▸ WORK TO DO
Rewrite the lines below, putting "central" in place of "innermost" and keeping everything else the same.

Labeled-object pointing entries
== == ==
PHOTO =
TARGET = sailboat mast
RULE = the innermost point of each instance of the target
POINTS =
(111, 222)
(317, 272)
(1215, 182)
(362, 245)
== == ==
▸ FINAL ANSWER
PHOTO =
TARGET = sailboat mast
RULE = the central point of each instance of the target
POINTS =
(111, 222)
(317, 272)
(1215, 182)
(362, 245)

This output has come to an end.